---------- EXTRACTED ENTRIES
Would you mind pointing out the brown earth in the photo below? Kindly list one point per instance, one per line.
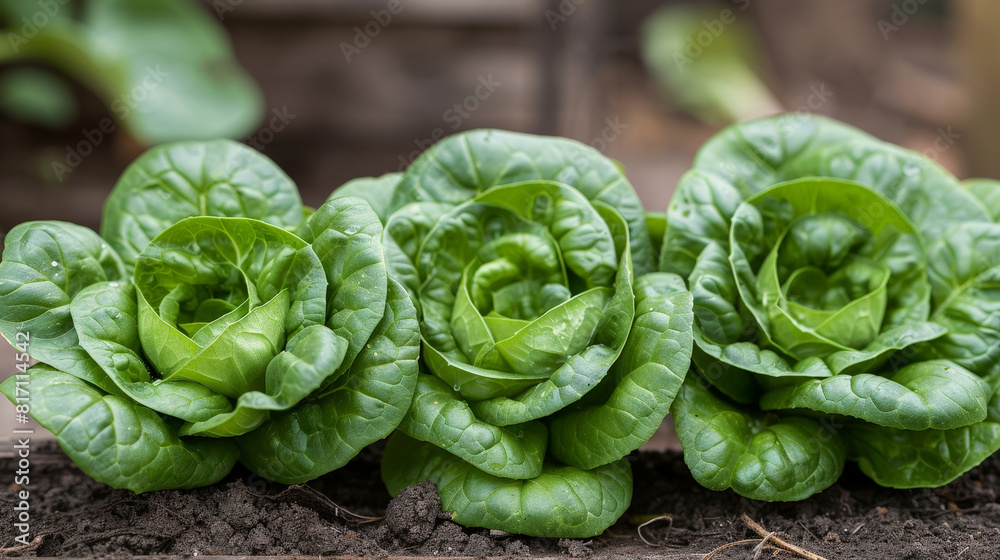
(349, 513)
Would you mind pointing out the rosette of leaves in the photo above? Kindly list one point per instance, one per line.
(846, 307)
(211, 321)
(547, 357)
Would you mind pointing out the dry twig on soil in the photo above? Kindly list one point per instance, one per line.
(654, 520)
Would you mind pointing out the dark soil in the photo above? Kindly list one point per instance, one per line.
(71, 515)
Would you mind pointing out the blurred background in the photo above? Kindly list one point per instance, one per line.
(333, 90)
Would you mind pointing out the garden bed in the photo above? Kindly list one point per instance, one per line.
(341, 514)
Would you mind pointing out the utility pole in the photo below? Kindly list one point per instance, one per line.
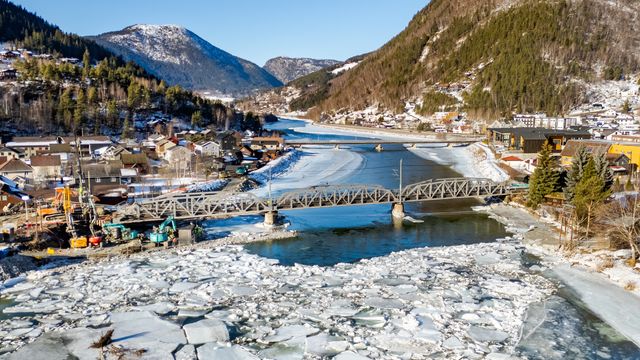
(400, 188)
(270, 199)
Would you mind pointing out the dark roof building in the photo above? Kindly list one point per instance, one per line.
(530, 140)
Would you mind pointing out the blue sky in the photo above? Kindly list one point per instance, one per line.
(252, 29)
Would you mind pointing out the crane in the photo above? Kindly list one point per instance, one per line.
(163, 232)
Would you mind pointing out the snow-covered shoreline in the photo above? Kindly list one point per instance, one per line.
(474, 161)
(402, 304)
(601, 288)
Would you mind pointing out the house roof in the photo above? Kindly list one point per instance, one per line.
(530, 133)
(15, 165)
(101, 170)
(46, 160)
(178, 148)
(7, 149)
(268, 139)
(60, 148)
(132, 159)
(592, 146)
(128, 172)
(511, 158)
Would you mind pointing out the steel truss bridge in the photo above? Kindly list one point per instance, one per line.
(214, 205)
(376, 142)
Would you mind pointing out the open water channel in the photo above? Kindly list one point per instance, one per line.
(561, 327)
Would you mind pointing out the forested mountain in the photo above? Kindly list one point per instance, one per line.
(287, 69)
(509, 55)
(28, 30)
(181, 57)
(101, 94)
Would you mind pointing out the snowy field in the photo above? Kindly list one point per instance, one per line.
(455, 302)
(475, 160)
(310, 167)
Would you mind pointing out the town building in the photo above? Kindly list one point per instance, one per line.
(16, 168)
(267, 143)
(592, 146)
(530, 140)
(46, 168)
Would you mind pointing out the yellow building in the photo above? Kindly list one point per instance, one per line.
(631, 150)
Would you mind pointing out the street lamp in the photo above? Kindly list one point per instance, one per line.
(26, 198)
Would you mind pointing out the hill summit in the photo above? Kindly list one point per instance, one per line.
(180, 57)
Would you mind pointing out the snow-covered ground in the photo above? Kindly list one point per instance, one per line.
(313, 166)
(453, 302)
(598, 278)
(475, 160)
(345, 67)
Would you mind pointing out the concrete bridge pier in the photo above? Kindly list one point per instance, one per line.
(271, 218)
(398, 211)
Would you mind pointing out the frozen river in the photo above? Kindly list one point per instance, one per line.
(353, 285)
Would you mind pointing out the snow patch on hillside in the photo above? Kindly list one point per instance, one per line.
(345, 67)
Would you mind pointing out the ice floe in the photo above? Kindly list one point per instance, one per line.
(463, 301)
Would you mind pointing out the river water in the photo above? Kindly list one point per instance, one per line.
(561, 327)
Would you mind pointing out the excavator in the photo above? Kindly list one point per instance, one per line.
(164, 232)
(87, 206)
(115, 232)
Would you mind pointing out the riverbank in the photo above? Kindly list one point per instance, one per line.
(384, 133)
(192, 299)
(600, 278)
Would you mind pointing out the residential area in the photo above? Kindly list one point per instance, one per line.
(34, 169)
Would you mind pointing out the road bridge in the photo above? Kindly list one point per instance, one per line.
(379, 143)
(214, 205)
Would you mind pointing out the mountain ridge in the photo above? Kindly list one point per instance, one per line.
(181, 57)
(287, 69)
(506, 56)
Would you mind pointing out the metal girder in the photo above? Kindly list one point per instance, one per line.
(212, 204)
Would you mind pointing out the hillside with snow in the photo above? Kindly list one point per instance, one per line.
(180, 57)
(288, 69)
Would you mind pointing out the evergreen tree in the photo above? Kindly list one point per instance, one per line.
(196, 119)
(544, 180)
(112, 114)
(126, 131)
(65, 107)
(590, 192)
(628, 186)
(133, 92)
(575, 173)
(617, 186)
(86, 64)
(602, 169)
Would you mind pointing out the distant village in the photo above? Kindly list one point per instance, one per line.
(163, 155)
(127, 169)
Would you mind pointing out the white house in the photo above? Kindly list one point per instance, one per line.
(204, 147)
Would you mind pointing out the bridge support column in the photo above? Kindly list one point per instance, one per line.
(398, 211)
(271, 218)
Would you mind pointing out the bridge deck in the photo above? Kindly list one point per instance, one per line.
(379, 142)
(213, 205)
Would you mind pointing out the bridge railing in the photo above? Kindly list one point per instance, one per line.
(212, 204)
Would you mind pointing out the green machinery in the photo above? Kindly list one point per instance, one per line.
(163, 232)
(119, 232)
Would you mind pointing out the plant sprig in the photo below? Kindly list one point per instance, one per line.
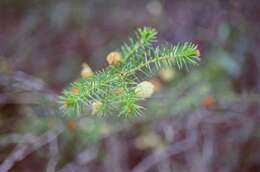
(113, 90)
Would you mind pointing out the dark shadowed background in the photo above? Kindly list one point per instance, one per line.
(208, 118)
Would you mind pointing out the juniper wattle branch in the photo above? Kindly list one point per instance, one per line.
(117, 87)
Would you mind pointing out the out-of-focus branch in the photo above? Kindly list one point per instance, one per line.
(21, 151)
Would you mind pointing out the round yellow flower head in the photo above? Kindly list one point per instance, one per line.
(144, 89)
(86, 71)
(96, 106)
(114, 58)
(167, 74)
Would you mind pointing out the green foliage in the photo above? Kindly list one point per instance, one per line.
(113, 90)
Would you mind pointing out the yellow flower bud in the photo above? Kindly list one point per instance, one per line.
(117, 91)
(75, 90)
(198, 53)
(167, 74)
(96, 106)
(157, 84)
(114, 58)
(86, 71)
(144, 89)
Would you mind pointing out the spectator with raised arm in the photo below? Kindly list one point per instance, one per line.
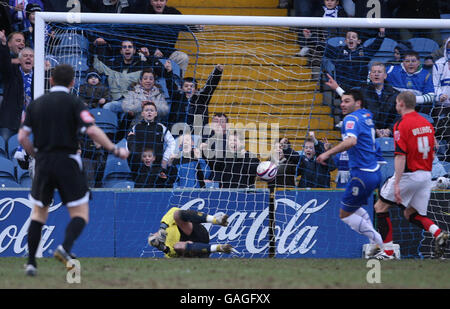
(214, 145)
(149, 133)
(409, 75)
(147, 174)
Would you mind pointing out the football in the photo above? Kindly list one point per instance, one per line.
(267, 170)
(442, 183)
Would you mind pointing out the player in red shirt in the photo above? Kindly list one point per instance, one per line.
(410, 186)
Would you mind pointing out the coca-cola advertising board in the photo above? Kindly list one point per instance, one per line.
(306, 223)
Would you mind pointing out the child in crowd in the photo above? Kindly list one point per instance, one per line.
(149, 133)
(93, 92)
(314, 174)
--------------------
**WHAT THIS TASK INVOLVES**:
Leave out all images, then reproduce the entries above exactly.

**COMPLETED EXERCISE**:
Would you mind pointing out the brown earth in the photo below? Kindly list one point per instance, one per line.
(349, 513)
Would you mind pointing out the rosette of leaves in the photo above? Kindly list one point per instance, one per line.
(846, 307)
(211, 321)
(547, 357)
Would you mind pointing out the dry twig on soil in the photo above? Kindly list one point per instance, one per line.
(654, 520)
Would you mind pointing out the dark soil in the photo above? Kindly list one point per instance, one per line.
(71, 515)
Would you mind pointing out the blurred background in the photo above? Kindly list one point per instance, one per line.
(333, 90)
Would you mind pointing out the garden bed in the photo above? Kindly list one point per instance, one per line.
(341, 514)
Would you mind pointing out the utility pole in the photo below? Kindly list one point per instance, one per line.
(400, 188)
(270, 199)
Would you mind pointing out the dark roof building in the photo above? Kindly list one point per instance, one per line.
(530, 140)
Would you mind pointing out the blue sky in the photo above? Kindly list one point per instance, one per line.
(252, 29)
Would you mind pointing out the crane in the photo above? Kindly list one point per instance, one per line.
(163, 232)
Would you mind pointing out the snow-covered shoreline in the photo above? Kindly list one point per instance, one per line.
(474, 161)
(402, 304)
(601, 288)
Would you mind pointing out the house roof in the photo above? Kindly list one point per instance, one per line.
(530, 133)
(15, 165)
(101, 170)
(46, 160)
(178, 148)
(7, 149)
(268, 139)
(60, 148)
(132, 159)
(592, 146)
(128, 172)
(511, 158)
Would you mind pointing out the steel truss bridge in the photo above? Kindly list one point per instance, one per line.
(214, 205)
(376, 142)
Would you mind pointing out the open water channel in the photo above? Kindly list one point per instance, one per line.
(561, 327)
Would you mind pointing out the forested mountain in the photo above? Kindly list one point per instance, one per line.
(287, 69)
(509, 55)
(28, 30)
(181, 57)
(101, 94)
Would you mind pointing out the snowy field in the photo above? Kindly list one point per instance, one per line.
(455, 302)
(475, 160)
(310, 167)
Would you mind pointing out the town building in the photo above? Kindly list one point per instance, one per line.
(16, 168)
(267, 143)
(592, 146)
(530, 140)
(46, 168)
Would you mind pointing out the yellow building in the photo above? Kindly list one point per instance, one per line.
(631, 150)
Would you mind pointing out the street lamp in the photo above? Kindly list one point per instance, one per line.
(26, 198)
Would you mind pointing out the hill summit in the photo above? Kindly list one point per instance, one per line.
(180, 57)
Would you mind pointing out the snow-covered ground in the photo above? Kindly list one point per instance, one per line.
(313, 166)
(453, 302)
(598, 278)
(475, 160)
(345, 67)
Would you mind pointing out the concrete bridge pier in the photo above? Kindly list one point per instance, one per line.
(271, 218)
(398, 211)
Would you mind pointing out the frozen river in the photo above? Kindly list one point per instance, one per line.
(353, 285)
Would you mind pointing out the snow patch on hillside in the photo above? Kindly list one point per instance, one per line.
(345, 67)
Would you mind pointing out the ice floe in the photo above? Kindly list one point per instance, one per line.
(463, 301)
Would you mind pointing out the river water in the photo above? Kindly list one point per instance, one per line.
(561, 327)
Would you mind pointing out the excavator in the photo above? Kindly list one point per instance, one per line.
(164, 232)
(87, 206)
(115, 232)
Would you mind pointing out the riverbank in the photo above? Kindly list one point per instance, one per line.
(384, 133)
(192, 299)
(600, 278)
Would you mind pointing out the residential area in the photo above? Kindly list one point per instance, one per line.
(34, 169)
Would you mind pointing out the road bridge in the photo above? Kindly list one point per instance, one per line.
(379, 143)
(214, 205)
Would you mind pointing out the mountain ridge in the photo above? Kindly list one point per instance, one per line.
(181, 57)
(287, 69)
(506, 56)
Would you mind pointing out the metal girder in the photo above? Kindly list one point per instance, one per line.
(212, 204)
Would you mind pointing out the hillside with snow in the photo above? Kindly list one point per instance, one per line.
(180, 57)
(288, 69)
Would you mind pointing out the evergreen tree in the photo above? Kindly list one point per instance, one per line.
(196, 119)
(544, 180)
(112, 114)
(126, 131)
(65, 107)
(590, 192)
(628, 186)
(133, 92)
(575, 173)
(617, 186)
(86, 64)
(602, 169)
Would you mind pointing out the distant village in the photo above? Kindly list one point per instance, one per line.
(163, 155)
(127, 169)
Would you mind pointing out the white house in the photo above? Kindly list one point per instance, one per line.
(204, 147)
Would you mind pointing out the bridge support column in the photo above? Kindly list one point per instance, one per line.
(398, 211)
(271, 218)
Would you mind pointing out the bridge deck in the photo above? Kindly list one point per instance, one per line.
(379, 142)
(213, 205)
Would you mind pointing out the bridge railing in the photo above? Kindly list one point per instance, one per line.
(212, 204)
Would you mind pointing out the green machinery in the photo above? Kindly list one point per instance, one per line.
(163, 232)
(119, 232)
Would you mind pointing out the plant sprig in the photo below? Kindly list one point per instance, one per line.
(113, 90)
Would you mind pointing out the dark shadowed background in the photo above? Kindly list one point per instance, one per line.
(208, 118)
Would you mind pointing out the juniper wattle branch in the photo above? Kindly list one point per instance, one per line.
(117, 87)
Would you mind pointing out the out-of-focus branch in the photo above? Kindly list one point per instance, one per line.
(21, 151)
Would you mind pointing out the round yellow flower head in the photo above? Kindly list one point per instance, one per line.
(144, 89)
(86, 71)
(96, 106)
(114, 58)
(167, 74)
Would you mind pointing out the green foliage in the photo above? Kindly list one point per instance, one per line.
(113, 90)
Would you mind pointing out the yellow flower bud in the photo above? Kindly list one point per instance, one per line.
(117, 91)
(75, 90)
(198, 53)
(167, 74)
(96, 106)
(157, 84)
(114, 58)
(86, 71)
(144, 89)
Would you mind pointing out the spectator with raised arm in the photo below? Kindly list one point per instance, one per line.
(214, 145)
(149, 133)
(409, 75)
(147, 174)
Would you mind pointing out the football in the photo above? Kindly list one point per instance, one per line.
(267, 170)
(442, 183)
Would you mind pointing out the player in red shirt in the photo above? Kindly list one point per instance, one per line.
(410, 186)
Would you mind pointing out the coca-cola advertising board in the photo above? Kindly list one point per instance, one per line.
(306, 223)
Would you mind pointing out the child in crowd in the photo above? Kindly list one point per instance, one per line.
(149, 133)
(93, 92)
(314, 174)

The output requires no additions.